Work to do: Update the records from the line containing "Flag the green" down to the line containing "[[532, 455, 817, 785], [34, 347, 152, 512]]" by replacing every "Flag" with "Outline". Leave all else unchanged and return only those lines.

====== Recorded data ======

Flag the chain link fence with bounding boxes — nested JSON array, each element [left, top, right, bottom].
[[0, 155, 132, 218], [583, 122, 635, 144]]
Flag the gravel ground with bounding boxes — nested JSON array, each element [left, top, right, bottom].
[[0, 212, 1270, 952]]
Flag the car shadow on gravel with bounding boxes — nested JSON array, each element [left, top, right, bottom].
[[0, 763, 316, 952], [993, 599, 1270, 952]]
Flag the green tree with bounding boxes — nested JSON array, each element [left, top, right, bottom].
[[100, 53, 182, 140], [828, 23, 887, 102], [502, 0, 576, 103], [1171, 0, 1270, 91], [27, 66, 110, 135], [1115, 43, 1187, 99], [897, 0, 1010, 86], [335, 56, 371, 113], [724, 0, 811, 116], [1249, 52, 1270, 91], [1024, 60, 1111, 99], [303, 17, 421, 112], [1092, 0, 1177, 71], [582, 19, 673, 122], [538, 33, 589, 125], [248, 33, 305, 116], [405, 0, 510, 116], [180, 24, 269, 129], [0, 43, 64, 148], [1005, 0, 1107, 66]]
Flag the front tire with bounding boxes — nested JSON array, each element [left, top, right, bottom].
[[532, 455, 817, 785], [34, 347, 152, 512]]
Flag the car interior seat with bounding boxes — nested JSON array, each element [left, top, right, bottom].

======
====== Recorded data ======

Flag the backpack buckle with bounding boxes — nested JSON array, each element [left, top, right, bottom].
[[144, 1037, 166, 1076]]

======

Full response:
Outline the green tree with bounding boxes — nested JSON array, each element [left, top, right, bottom].
[[100, 53, 182, 140], [828, 23, 887, 102], [502, 0, 576, 103], [1171, 0, 1270, 91], [27, 66, 110, 135], [1115, 43, 1187, 99], [897, 0, 1010, 86], [335, 56, 371, 113], [724, 0, 811, 116], [1249, 52, 1270, 91], [1024, 60, 1111, 99], [303, 17, 421, 112], [1092, 0, 1177, 71], [582, 19, 673, 122], [538, 33, 589, 125], [248, 33, 305, 116], [405, 0, 510, 116], [180, 24, 269, 129], [0, 43, 64, 148], [1005, 0, 1107, 66]]
Outline the front tire with bounding boxes — nested JSON array, each element [left, top, right, bottom].
[[532, 455, 817, 785], [34, 347, 152, 512]]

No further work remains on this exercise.